* Aim *
Reproduce the items below from the line with "Find the tree;" through the end of the items, renaming "instance" to "object" and leaving everything else unchanged.

===== Material for this exercise

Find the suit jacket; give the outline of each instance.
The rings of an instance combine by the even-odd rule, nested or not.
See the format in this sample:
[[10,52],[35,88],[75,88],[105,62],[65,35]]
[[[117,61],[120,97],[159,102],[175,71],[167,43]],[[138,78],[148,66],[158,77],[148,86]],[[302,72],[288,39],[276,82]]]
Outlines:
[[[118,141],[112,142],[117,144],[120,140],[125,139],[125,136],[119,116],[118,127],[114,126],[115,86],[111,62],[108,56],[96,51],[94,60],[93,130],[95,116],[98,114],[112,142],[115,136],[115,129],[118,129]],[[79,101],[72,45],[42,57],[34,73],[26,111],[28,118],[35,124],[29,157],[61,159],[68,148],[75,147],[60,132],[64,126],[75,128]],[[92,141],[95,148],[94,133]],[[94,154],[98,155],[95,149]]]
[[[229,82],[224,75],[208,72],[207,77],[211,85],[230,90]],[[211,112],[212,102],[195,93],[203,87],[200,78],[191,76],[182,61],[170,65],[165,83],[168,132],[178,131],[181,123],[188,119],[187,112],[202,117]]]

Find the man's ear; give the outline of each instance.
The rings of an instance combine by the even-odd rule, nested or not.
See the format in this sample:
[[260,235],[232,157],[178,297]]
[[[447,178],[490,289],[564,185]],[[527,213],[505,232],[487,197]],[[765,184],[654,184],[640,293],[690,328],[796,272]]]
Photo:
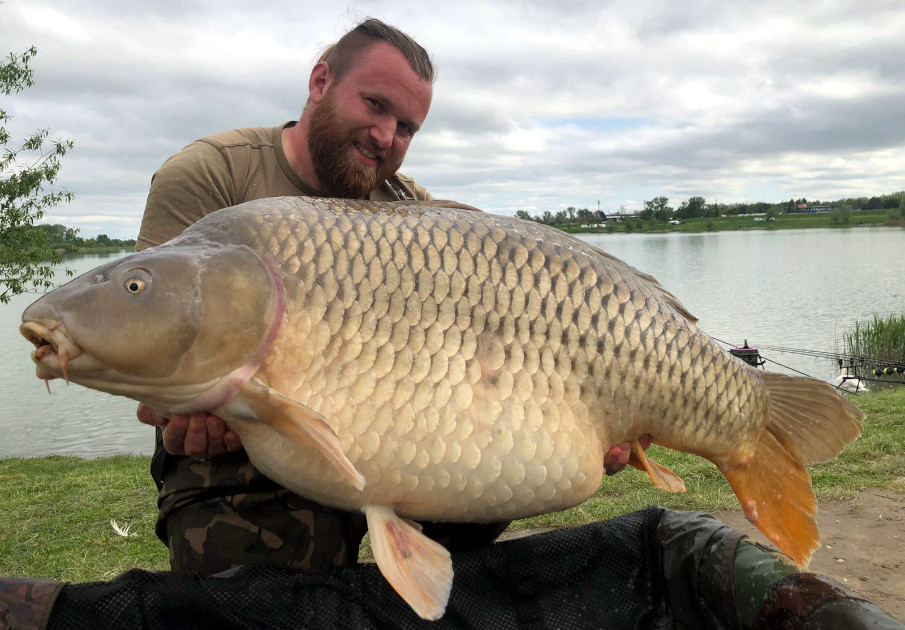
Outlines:
[[308,79],[308,99],[312,103],[319,103],[332,83],[333,71],[326,61],[319,61],[311,69],[311,77]]

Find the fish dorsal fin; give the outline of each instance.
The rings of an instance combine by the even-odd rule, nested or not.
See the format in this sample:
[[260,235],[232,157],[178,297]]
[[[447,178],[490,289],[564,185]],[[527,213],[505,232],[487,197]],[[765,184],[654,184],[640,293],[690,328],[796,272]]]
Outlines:
[[452,590],[452,559],[387,505],[364,507],[374,560],[387,582],[422,619],[443,616]]
[[661,490],[685,492],[685,482],[682,478],[663,464],[650,459],[638,442],[632,442],[632,454],[628,463],[650,475],[650,480]]
[[635,275],[638,278],[641,278],[642,280],[647,282],[648,285],[651,288],[653,288],[654,291],[656,291],[656,293],[659,294],[660,297],[663,298],[666,301],[666,303],[669,304],[669,306],[673,310],[675,310],[679,315],[681,315],[682,317],[687,319],[689,322],[694,324],[695,322],[698,321],[698,318],[695,317],[694,315],[692,315],[691,313],[689,313],[688,309],[682,305],[682,302],[679,301],[679,298],[677,298],[675,295],[673,295],[673,293],[671,291],[664,288],[663,285],[660,284],[657,281],[657,279],[654,278],[652,275],[650,275],[649,273],[644,273],[643,271],[639,271],[638,269],[635,269],[627,262],[620,260],[619,258],[616,258],[609,252],[605,252],[602,249],[600,249],[599,247],[594,247],[593,245],[589,245],[588,247],[590,249],[594,250],[596,253],[598,253],[603,258],[605,258],[607,260],[607,262],[610,265],[616,267],[618,271],[627,271],[627,272],[631,273],[632,275]]
[[290,442],[313,447],[357,490],[364,476],[343,452],[342,442],[327,419],[311,407],[292,400],[256,379],[245,382],[224,407],[224,415],[264,422]]

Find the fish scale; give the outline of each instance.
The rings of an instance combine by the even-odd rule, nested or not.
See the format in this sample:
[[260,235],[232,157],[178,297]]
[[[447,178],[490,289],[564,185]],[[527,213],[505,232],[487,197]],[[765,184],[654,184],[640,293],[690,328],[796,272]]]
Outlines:
[[[369,470],[391,459],[390,451],[402,454],[397,462],[401,470],[415,468],[421,477],[430,476],[441,465],[458,466],[463,474],[458,477],[459,487],[453,487],[457,491],[466,490],[467,476],[477,478],[472,491],[462,497],[467,501],[461,506],[466,515],[483,509],[475,501],[479,503],[485,489],[502,477],[501,458],[512,448],[533,458],[530,474],[523,477],[519,465],[518,474],[510,475],[522,486],[520,492],[526,500],[551,494],[552,488],[564,502],[550,506],[558,509],[596,490],[604,444],[615,438],[595,427],[594,420],[603,424],[601,415],[609,411],[624,416],[627,423],[640,409],[612,414],[601,404],[600,394],[611,390],[613,383],[601,380],[587,386],[588,363],[598,340],[606,346],[611,339],[606,335],[609,321],[602,331],[592,329],[591,313],[599,311],[605,300],[613,302],[612,308],[617,310],[610,321],[618,321],[614,329],[619,332],[610,343],[617,356],[625,352],[630,357],[632,349],[642,347],[644,335],[637,328],[630,329],[637,332],[628,337],[624,332],[636,323],[637,314],[649,302],[657,302],[653,295],[635,297],[639,294],[637,287],[627,286],[618,270],[608,275],[606,270],[595,269],[595,258],[587,250],[563,248],[550,235],[542,243],[515,240],[489,216],[483,223],[476,222],[476,215],[467,211],[454,218],[437,213],[431,220],[429,212],[404,207],[395,213],[375,213],[372,206],[355,202],[343,202],[341,207],[330,202],[306,202],[305,206],[305,214],[291,212],[288,219],[271,225],[262,219],[255,228],[272,230],[279,251],[271,249],[271,253],[282,260],[287,271],[302,269],[305,260],[315,266],[315,270],[298,276],[299,282],[289,288],[288,297],[290,302],[301,304],[299,312],[312,314],[310,330],[291,322],[284,327],[292,331],[286,333],[287,344],[304,355],[304,359],[293,355],[292,361],[298,361],[304,369],[294,370],[293,365],[275,361],[262,368],[264,380],[278,384],[277,389],[329,418],[353,464],[366,479]],[[271,212],[270,216],[272,221],[275,215]],[[292,222],[295,225],[288,227]],[[360,246],[350,246],[350,233],[363,236]],[[257,238],[266,238],[258,234]],[[290,234],[310,234],[313,238],[299,248],[296,240],[288,238]],[[314,251],[310,251],[312,247]],[[293,260],[296,254],[298,263]],[[375,260],[380,264],[375,265]],[[385,311],[370,311],[368,306],[382,300],[375,296],[370,277],[352,273],[356,268],[387,270],[382,274],[388,280]],[[463,269],[473,269],[474,275],[465,275]],[[608,281],[599,283],[601,276]],[[438,285],[450,289],[438,291]],[[599,301],[588,301],[597,296]],[[471,305],[467,314],[457,313],[461,300]],[[381,377],[371,373],[373,363],[362,360],[362,354],[376,356],[388,339],[369,336],[362,326],[377,332],[385,319],[393,322],[396,333],[396,355],[388,375],[394,379],[394,386],[386,388],[393,396],[372,404],[375,401],[370,395]],[[543,325],[535,325],[538,321]],[[306,331],[304,341],[293,337],[297,330]],[[430,334],[431,330],[435,332]],[[457,353],[460,358],[452,369],[450,353],[445,349],[447,338],[455,351],[453,356]],[[405,345],[400,346],[402,339]],[[281,338],[275,345],[282,343]],[[311,352],[306,353],[305,347]],[[627,375],[614,376],[622,380]],[[634,373],[630,376],[641,377]],[[515,388],[517,381],[521,388]],[[448,396],[446,387],[437,387],[440,382],[449,383]],[[444,449],[440,459],[436,459],[438,449],[431,450],[423,442],[435,430],[429,416],[422,417],[429,407],[440,410],[434,419],[437,426],[456,427],[447,434],[457,440],[456,446]],[[475,408],[480,414],[474,413]],[[469,417],[462,419],[462,414]],[[348,425],[343,426],[346,417]],[[367,431],[378,417],[393,418],[390,434]],[[522,418],[529,419],[527,425]],[[504,426],[505,436],[495,435],[488,428],[491,426]],[[628,428],[622,427],[618,437],[624,437]],[[561,445],[558,450],[553,447],[556,432],[561,432],[556,440]],[[356,448],[356,435],[367,436],[364,448]],[[494,444],[501,445],[499,452]],[[562,446],[566,444],[568,448]],[[487,449],[489,452],[484,452]],[[564,477],[559,472],[563,468],[574,478]],[[325,470],[328,476],[330,472]],[[433,474],[445,480],[442,472]],[[342,493],[343,480],[333,476],[336,491]],[[392,476],[384,478],[395,482]],[[326,499],[323,493],[331,491],[325,490],[322,479],[318,479],[318,487],[307,489],[307,493]],[[372,492],[379,491],[378,485],[368,483]],[[436,479],[432,485],[437,485]],[[417,492],[417,484],[409,480],[406,491]],[[501,492],[508,496],[511,491],[504,487]],[[487,498],[494,504],[484,515],[489,520],[512,518],[527,507],[501,502],[493,493]],[[443,502],[436,503],[437,510],[449,509]]]
[[716,464],[749,520],[807,563],[804,466],[857,437],[854,405],[734,359],[656,280],[599,249],[443,205],[219,210],[49,293],[20,330],[40,378],[161,415],[212,411],[278,483],[364,512],[378,566],[425,618],[442,615],[452,565],[405,517],[571,507],[623,442],[658,487],[684,490],[645,434]]

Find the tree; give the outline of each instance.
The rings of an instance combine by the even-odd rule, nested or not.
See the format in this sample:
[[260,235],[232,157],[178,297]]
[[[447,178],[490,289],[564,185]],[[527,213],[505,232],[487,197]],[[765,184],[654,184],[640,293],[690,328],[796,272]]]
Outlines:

==========

* Exercise solution *
Find the tree; give the outline of each object.
The rings of an object combine by the even-odd rule, nested or not.
See the format in this sample:
[[260,235],[232,157],[178,297]]
[[[447,178],[490,289],[564,185]],[[527,213],[505,232],[487,197]],[[765,184],[654,184],[640,293],[690,328],[796,272]]]
Outlines:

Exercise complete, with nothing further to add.